Data for this task
☆ ☆ ☆ ☆ ☆
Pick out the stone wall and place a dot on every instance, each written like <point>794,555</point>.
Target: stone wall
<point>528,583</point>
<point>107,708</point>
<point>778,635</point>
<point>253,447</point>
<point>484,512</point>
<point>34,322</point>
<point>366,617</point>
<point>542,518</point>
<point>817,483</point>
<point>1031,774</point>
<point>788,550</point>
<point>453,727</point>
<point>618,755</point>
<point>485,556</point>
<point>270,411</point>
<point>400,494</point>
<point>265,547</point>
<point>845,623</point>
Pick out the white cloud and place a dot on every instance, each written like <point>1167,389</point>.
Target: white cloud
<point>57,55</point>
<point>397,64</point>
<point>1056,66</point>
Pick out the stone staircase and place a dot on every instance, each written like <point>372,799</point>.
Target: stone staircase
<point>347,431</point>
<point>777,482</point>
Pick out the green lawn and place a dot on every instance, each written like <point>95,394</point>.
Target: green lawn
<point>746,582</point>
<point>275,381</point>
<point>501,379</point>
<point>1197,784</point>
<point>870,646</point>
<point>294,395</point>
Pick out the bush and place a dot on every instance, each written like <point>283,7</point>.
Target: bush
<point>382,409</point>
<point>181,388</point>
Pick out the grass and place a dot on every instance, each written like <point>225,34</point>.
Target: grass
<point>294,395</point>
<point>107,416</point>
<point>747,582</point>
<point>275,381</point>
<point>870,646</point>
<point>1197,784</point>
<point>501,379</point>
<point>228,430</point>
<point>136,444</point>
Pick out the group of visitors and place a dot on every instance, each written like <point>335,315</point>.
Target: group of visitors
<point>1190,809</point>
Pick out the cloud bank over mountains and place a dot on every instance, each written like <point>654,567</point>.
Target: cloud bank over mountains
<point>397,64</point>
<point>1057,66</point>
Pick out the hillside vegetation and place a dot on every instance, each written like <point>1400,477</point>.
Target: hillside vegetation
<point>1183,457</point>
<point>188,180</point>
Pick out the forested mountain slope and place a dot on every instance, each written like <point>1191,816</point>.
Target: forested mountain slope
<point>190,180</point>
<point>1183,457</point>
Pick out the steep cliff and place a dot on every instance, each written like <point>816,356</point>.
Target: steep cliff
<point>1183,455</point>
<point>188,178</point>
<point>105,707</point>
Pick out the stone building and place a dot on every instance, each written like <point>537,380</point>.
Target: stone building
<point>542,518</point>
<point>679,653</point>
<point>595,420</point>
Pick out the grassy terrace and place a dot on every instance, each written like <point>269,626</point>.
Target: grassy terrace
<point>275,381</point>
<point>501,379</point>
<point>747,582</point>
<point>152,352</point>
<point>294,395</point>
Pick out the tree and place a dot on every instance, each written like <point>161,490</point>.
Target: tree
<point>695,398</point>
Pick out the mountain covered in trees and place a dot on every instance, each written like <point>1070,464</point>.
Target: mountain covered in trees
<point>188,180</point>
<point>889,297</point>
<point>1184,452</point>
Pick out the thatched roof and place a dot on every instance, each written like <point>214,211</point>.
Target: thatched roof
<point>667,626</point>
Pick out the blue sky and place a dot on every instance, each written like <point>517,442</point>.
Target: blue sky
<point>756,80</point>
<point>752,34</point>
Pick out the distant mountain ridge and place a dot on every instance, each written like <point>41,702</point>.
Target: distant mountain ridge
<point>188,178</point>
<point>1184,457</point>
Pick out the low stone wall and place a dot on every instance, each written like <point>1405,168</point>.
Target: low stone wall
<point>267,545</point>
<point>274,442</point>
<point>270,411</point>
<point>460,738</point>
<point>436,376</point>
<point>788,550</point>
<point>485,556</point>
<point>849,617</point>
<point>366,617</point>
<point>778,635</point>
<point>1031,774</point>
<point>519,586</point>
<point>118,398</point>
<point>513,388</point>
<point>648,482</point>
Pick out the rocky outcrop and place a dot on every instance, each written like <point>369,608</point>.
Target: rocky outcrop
☆ ☆ ☆ ☆ ☆
Problem to solve
Put every line of the rows above into a Markdown table with two columns, Number and Line. Number the lines in order and skip any blank lines.

Result below
| Number | Line |
|---|---|
| 1 | Pick out the stone wall and place a dot on every instance, each written like <point>794,555</point>. |
| 2 | Target: stone wall |
| 3 | <point>528,583</point> |
| 4 | <point>107,708</point> |
| 5 | <point>778,635</point> |
| 6 | <point>253,447</point> |
| 7 | <point>484,512</point> |
| 8 | <point>34,322</point> |
| 9 | <point>366,617</point> |
| 10 | <point>542,518</point> |
| 11 | <point>817,483</point> |
| 12 | <point>1031,774</point> |
| 13 | <point>788,550</point> |
| 14 | <point>453,727</point> |
| 15 | <point>618,755</point> |
| 16 | <point>485,556</point> |
| 17 | <point>270,411</point> |
| 18 | <point>400,494</point> |
| 19 | <point>265,547</point> |
| 20 | <point>845,623</point> |
| 21 | Pick out the white cloud and place a dot on every instance, each written like <point>1167,389</point>. |
| 22 | Target: white cloud |
| 23 | <point>57,55</point> |
| 24 | <point>397,64</point> |
| 25 | <point>1056,66</point> |
| 26 | Pick out the stone staircase and place a dot on every instance, each written like <point>372,799</point>. |
| 27 | Target: stone staircase |
| 28 | <point>347,431</point> |
| 29 | <point>777,482</point> |
| 30 | Pick out the green lawn and place a dot on every instance, each written like <point>95,394</point>. |
| 31 | Target: green lawn |
| 32 | <point>746,582</point> |
| 33 | <point>275,381</point> |
| 34 | <point>501,379</point> |
| 35 | <point>1197,784</point> |
| 36 | <point>870,646</point> |
| 37 | <point>294,395</point> |
| 38 | Pick out the bush and place a dot on every instance, each written like <point>283,7</point>. |
| 39 | Target: bush |
| 40 | <point>382,409</point> |
| 41 | <point>181,388</point> |
| 42 | Pick out the grass and place a dot on every instance, each written like <point>225,34</point>. |
| 43 | Target: grass |
| 44 | <point>294,395</point> |
| 45 | <point>107,416</point> |
| 46 | <point>747,582</point> |
| 47 | <point>275,381</point> |
| 48 | <point>870,646</point> |
| 49 | <point>1197,784</point> |
| 50 | <point>501,379</point> |
| 51 | <point>228,430</point> |
| 52 | <point>136,444</point> |
| 53 | Pick out the group of visitors and place a dot on every instance, each written like <point>335,315</point>. |
| 54 | Target: group of visitors |
| 55 | <point>1190,809</point> |
| 56 | Pick out the cloud bank over mountains and place a dot on every instance, each written like <point>654,567</point>. |
| 57 | Target: cloud bank over mountains |
| 58 | <point>397,64</point> |
| 59 | <point>1057,66</point> |
| 60 | Pick out the hillside vegetation and place a dot on every instance, each written like <point>1400,477</point>. |
| 61 | Target: hillside vegetation |
| 62 | <point>1183,457</point> |
| 63 | <point>188,180</point> |
| 64 | Pick out the forested mountain slope and place a dot on every instance, each written like <point>1191,816</point>. |
| 65 | Target: forested mountain slope |
| 66 | <point>190,180</point> |
| 67 | <point>1183,457</point> |
| 68 | Pick out the steep cliff and place a dot on every instance, each written like <point>816,356</point>. |
| 69 | Target: steep cliff |
| 70 | <point>1183,455</point> |
| 71 | <point>188,178</point> |
| 72 | <point>105,707</point> |
| 73 | Pick out the stone building and place a dot on every instance, each written like <point>537,380</point>. |
| 74 | Target: stone building |
| 75 | <point>542,518</point> |
| 76 | <point>679,653</point> |
| 77 | <point>595,420</point> |
| 78 | Pick out the grassy terrace and place a dot on every instance, each written like <point>269,626</point>. |
| 79 | Target: grassy terrace |
| 80 | <point>275,381</point> |
| 81 | <point>501,379</point> |
| 82 | <point>747,582</point> |
| 83 | <point>152,352</point> |
| 84 | <point>294,395</point> |
| 85 | Pick out the tree and place a dot on every instance, each written like <point>161,490</point>. |
| 86 | Target: tree |
| 87 | <point>695,398</point> |
| 88 | Pick out the mountain covered in trees and place a dot on every instance, each written like <point>1070,464</point>. |
| 89 | Target: mountain covered in trees |
| 90 | <point>188,180</point> |
| 91 | <point>889,297</point> |
| 92 | <point>1184,452</point> |
| 93 | Pick out the thatched roof and place a dot on every instance, each written like <point>214,211</point>. |
| 94 | Target: thatched roof |
| 95 | <point>667,626</point> |
| 96 | Pick out the blue sky and place a dot on every instance, each written like <point>517,442</point>. |
| 97 | Target: blue sky |
| 98 | <point>756,80</point> |
| 99 | <point>752,34</point> |
| 100 | Pick out the distant mountain ridge and place a dot on every instance, each written like <point>41,702</point>. |
| 101 | Target: distant mountain ridge |
| 102 | <point>188,178</point> |
| 103 | <point>1184,457</point> |
| 104 | Pick out the low stone wall and place a dot on every instance, each written like <point>1405,168</point>. |
| 105 | Target: low stone wall |
| 106 | <point>267,545</point> |
| 107 | <point>274,442</point> |
| 108 | <point>270,411</point> |
| 109 | <point>460,738</point> |
| 110 | <point>436,376</point> |
| 111 | <point>788,550</point> |
| 112 | <point>485,556</point> |
| 113 | <point>849,617</point> |
| 114 | <point>366,617</point> |
| 115 | <point>778,635</point> |
| 116 | <point>1031,774</point> |
| 117 | <point>519,586</point> |
| 118 | <point>118,398</point> |
| 119 | <point>513,388</point> |
| 120 | <point>648,482</point> |
| 121 | Pick out the rocky outcrop and place a dot on every instance, each written like <point>369,608</point>. |
| 122 | Target: rocky outcrop |